STATED GOAL: Please rewrite every line of the records below as a numbered list, leaving out blank lines.

— BEGIN THE RECORDS —

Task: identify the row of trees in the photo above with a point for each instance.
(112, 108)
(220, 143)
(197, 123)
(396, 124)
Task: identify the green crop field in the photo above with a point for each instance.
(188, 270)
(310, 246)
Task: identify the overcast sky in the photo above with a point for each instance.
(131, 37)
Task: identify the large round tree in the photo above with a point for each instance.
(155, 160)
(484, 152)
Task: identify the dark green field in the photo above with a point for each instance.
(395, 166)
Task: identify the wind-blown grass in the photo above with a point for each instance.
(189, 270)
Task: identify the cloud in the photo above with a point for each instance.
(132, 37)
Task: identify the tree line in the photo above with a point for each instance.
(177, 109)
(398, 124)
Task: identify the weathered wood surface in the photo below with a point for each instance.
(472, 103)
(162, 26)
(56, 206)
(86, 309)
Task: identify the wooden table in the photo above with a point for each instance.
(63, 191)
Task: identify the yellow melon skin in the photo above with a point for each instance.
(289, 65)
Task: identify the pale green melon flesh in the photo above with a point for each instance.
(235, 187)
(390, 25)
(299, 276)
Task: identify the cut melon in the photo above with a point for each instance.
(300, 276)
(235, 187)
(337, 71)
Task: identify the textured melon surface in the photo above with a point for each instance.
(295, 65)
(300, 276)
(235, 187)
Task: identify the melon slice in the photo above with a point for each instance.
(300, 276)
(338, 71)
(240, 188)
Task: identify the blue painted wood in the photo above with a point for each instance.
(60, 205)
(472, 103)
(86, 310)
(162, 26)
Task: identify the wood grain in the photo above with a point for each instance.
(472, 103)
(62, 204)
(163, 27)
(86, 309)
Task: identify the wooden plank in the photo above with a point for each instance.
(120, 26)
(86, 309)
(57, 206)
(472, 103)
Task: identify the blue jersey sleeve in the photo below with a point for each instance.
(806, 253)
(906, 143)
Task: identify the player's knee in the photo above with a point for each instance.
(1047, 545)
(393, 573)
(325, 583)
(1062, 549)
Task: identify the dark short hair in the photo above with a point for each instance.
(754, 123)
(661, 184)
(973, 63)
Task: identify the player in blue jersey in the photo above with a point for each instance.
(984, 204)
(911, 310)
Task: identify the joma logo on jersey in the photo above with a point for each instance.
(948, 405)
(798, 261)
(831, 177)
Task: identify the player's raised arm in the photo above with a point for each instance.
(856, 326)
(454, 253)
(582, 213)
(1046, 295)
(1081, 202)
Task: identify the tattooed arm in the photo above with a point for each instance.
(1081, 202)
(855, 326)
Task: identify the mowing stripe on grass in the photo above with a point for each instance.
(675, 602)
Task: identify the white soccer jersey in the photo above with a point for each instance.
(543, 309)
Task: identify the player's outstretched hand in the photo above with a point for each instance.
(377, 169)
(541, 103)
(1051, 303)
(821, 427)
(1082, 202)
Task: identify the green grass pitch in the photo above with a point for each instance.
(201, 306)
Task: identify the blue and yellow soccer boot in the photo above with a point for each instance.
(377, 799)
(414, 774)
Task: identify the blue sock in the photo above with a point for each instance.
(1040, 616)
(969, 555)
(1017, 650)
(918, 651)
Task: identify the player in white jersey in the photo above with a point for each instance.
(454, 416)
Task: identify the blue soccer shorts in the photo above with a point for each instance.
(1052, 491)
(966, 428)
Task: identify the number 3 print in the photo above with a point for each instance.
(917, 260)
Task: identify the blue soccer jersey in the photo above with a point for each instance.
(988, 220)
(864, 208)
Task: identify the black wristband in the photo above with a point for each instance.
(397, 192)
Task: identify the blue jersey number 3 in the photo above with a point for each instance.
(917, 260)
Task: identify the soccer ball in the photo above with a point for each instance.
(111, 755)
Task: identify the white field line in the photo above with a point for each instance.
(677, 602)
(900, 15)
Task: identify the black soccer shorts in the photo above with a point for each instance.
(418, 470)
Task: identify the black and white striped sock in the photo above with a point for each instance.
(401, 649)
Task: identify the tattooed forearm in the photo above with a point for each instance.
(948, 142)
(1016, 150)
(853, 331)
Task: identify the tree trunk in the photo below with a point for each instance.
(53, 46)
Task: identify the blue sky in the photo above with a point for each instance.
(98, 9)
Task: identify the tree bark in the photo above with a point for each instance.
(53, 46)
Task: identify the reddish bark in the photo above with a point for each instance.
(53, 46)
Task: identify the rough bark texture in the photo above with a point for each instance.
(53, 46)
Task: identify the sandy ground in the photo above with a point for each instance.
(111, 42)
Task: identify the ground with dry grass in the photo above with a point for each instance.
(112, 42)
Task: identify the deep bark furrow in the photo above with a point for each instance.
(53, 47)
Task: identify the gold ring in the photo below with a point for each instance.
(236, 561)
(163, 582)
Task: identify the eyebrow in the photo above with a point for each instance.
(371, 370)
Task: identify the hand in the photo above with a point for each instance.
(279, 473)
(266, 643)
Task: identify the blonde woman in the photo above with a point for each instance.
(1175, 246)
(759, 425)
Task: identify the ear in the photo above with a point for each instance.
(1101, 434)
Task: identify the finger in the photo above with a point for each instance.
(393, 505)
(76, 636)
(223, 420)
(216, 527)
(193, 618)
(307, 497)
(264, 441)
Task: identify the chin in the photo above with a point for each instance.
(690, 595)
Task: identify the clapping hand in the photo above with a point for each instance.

— END THE RECORDS —

WRITTEN REPLY:
1. Task: identify the row of trees in the photo above with a point for each instance.
2. (112, 108)
3. (220, 143)
4. (197, 123)
5. (396, 124)
6. Task: identify the green crop field in the photo above with a point for each instance.
7. (188, 270)
8. (310, 246)
9. Task: identify the overcast sky in the photo above with a point for each instance.
10. (131, 37)
11. Task: identify the large round tree in the photo above with a point for each instance.
12. (155, 160)
13. (484, 152)
14. Task: identify the dark green field in the photo above with a point for each instance.
15. (395, 166)
16. Task: identify the wind-blown grass in the photo above with a point for each instance.
17. (189, 270)
18. Task: identify the cloud in the photo above with a point for each instance.
19. (132, 37)
20. Task: identify the tree line in the photo above with a point for each instance.
21. (177, 109)
22. (398, 124)
23. Task: identify the weathered wood surface in the photo below with a point for each instance.
24. (472, 103)
25. (162, 26)
26. (56, 206)
27. (86, 309)
28. Task: identify the wooden table in the photo above with a point for each instance.
29. (63, 191)
30. Task: identify the yellow melon skin in the photo above with a point for each instance.
31. (289, 65)
32. Task: identify the pale green melon flesh in the photo above with a point for each instance.
33. (235, 187)
34. (390, 25)
35. (299, 276)
36. Task: identify the cut melon in the photo above with a point for each instance.
37. (300, 276)
38. (235, 187)
39. (337, 71)
40. Task: identify the textured melon surface in the photo above with a point for each instance.
41. (295, 65)
42. (300, 276)
43. (235, 187)
44. Task: identify the melon slice in the photo above with a point for each instance.
45. (300, 276)
46. (338, 71)
47. (240, 188)
48. Task: identify the blue painted wood in the photo above with a point for each instance.
49. (60, 205)
50. (472, 103)
51. (86, 310)
52. (162, 26)
53. Task: identify the wood grain in the photo above with a point for each instance.
54. (472, 103)
55. (62, 204)
56. (163, 27)
57. (86, 309)
58. Task: identify the wooden plank in the photo above with a point for each instance.
59. (120, 26)
60. (86, 309)
61. (57, 206)
62. (472, 103)
63. Task: identify the blue jersey sleeve in the photo below with a point for each instance.
64. (806, 253)
65. (906, 143)
66. Task: identify the player's knee in the photo above with a point for each instance.
67. (1047, 545)
68. (393, 573)
69. (325, 583)
70. (1062, 549)
71. Task: identify the dark short hair in the photo above with a point for each instance.
72. (754, 123)
73. (661, 184)
74. (973, 63)
75. Task: identify the player in blue jersey in the photo above with a point for each instance.
76. (984, 204)
77. (911, 310)
78. Task: identify the joma logo on jersey in the photo above with a point for each instance.
79. (948, 405)
80. (798, 261)
81. (831, 177)
82. Task: identify the player's raised arm in the photo above with a point for each instance.
83. (856, 326)
84. (454, 253)
85. (582, 213)
86. (1046, 295)
87. (1081, 202)
88. Task: identify the tattooed arm in the photo above with a point for each instance.
89. (1081, 202)
90. (855, 326)
91. Task: identify the mowing stripe on grass in the photo above with a point for each instance.
92. (675, 602)
93. Task: identify the white soccer jersey in the photo above with a point for each instance.
94. (543, 309)
95. Task: identify the player's outstretched hand in the photo above with a point for each instance.
96. (377, 169)
97. (541, 103)
98. (1051, 303)
99. (821, 427)
100. (1082, 202)
101. Task: identify the green grass pitch in the photo above with a point for each instance.
102. (201, 306)
103. Task: identify the blue and yellow soccer boot in the photo above with a point for each instance.
104. (377, 799)
105. (414, 774)
106. Task: identify the blue sock in the photo above with a point for each instance.
107. (1040, 616)
108. (969, 555)
109. (1017, 650)
110. (918, 651)
111. Task: identify the player in white jersey in the photo above with a point for each instance.
112. (454, 416)
113. Task: identify the blue soccer shorts in the photo above with a point for each instance.
114. (1052, 491)
115. (966, 428)
116. Task: identify the number 3 print in the photo above with a point for each instance.
117. (917, 260)
118. Task: identify the blue soccer jersey in the photo above with a point for each instance.
119. (988, 220)
120. (864, 208)
121. Task: identify the black wristband in the photo above with a point for each instance.
122. (397, 192)
123. Task: identify the blue jersey number 3 in the photo above with a point for each instance.
124. (917, 260)
125. Task: identify the soccer ball in the photo above with a point for each instance.
126. (111, 755)
127. Task: identify the white field line in the photo above with a point for each instance.
128. (677, 602)
129. (900, 15)
130. Task: identify the black soccer shorts in the photo above with a point for each instance.
131. (418, 470)
132. Task: identify the black and white striped sock in the photo above with a point for each instance.
133. (401, 649)
134. Task: identify the tattooed forearm in the photo above with a point for each instance.
135. (948, 142)
136. (1016, 150)
137. (853, 331)
138. Task: identify the tree trunk in the photo below with a point for each instance.
139. (53, 46)
140. Task: identify the blue sky in the photo above with a point for each instance.
141. (98, 9)
142. Task: identify the tree bark in the photo above with a point for each instance.
143. (53, 46)
144. Task: identify the reddish bark in the photo above with a point for each instance.
145. (53, 46)
146. Task: identify the rough bark texture in the photo above with a point for each instance.
147. (53, 46)
148. Task: identify the sandy ground in the photo above with a point for each instance.
149. (111, 42)
150. Task: identify the ground with dry grass in the photo above with a point for each instance.
151. (112, 42)
152. Task: identify the deep bark furrow in the photo above with a point for each instance.
153. (53, 47)
154. Task: identify the gold ring in the photo below with a point for each instance.
155. (236, 561)
156. (163, 582)
157. Task: identify the eyebrow in the photo above with a point for each instance.
158. (371, 370)
159. Task: identify the hand in the photo above with a point for each instance.
160. (279, 473)
161. (266, 643)
162. Task: identify the blonde woman in the photo above with a point for each instance.
163. (1175, 246)
164. (759, 425)
165. Task: identify the ear in the photo above with a point for each instance.
166. (1101, 434)
167. Task: identify the finger in the photo above with a point for each instance.
168. (393, 505)
169. (76, 636)
170. (223, 420)
171. (216, 527)
172. (193, 618)
173. (307, 497)
174. (264, 441)
175. Task: identify the chin in the photo above with a point for each instance.
176. (690, 595)
177. Task: identify the clapping hand in the photo above with a point for each instance.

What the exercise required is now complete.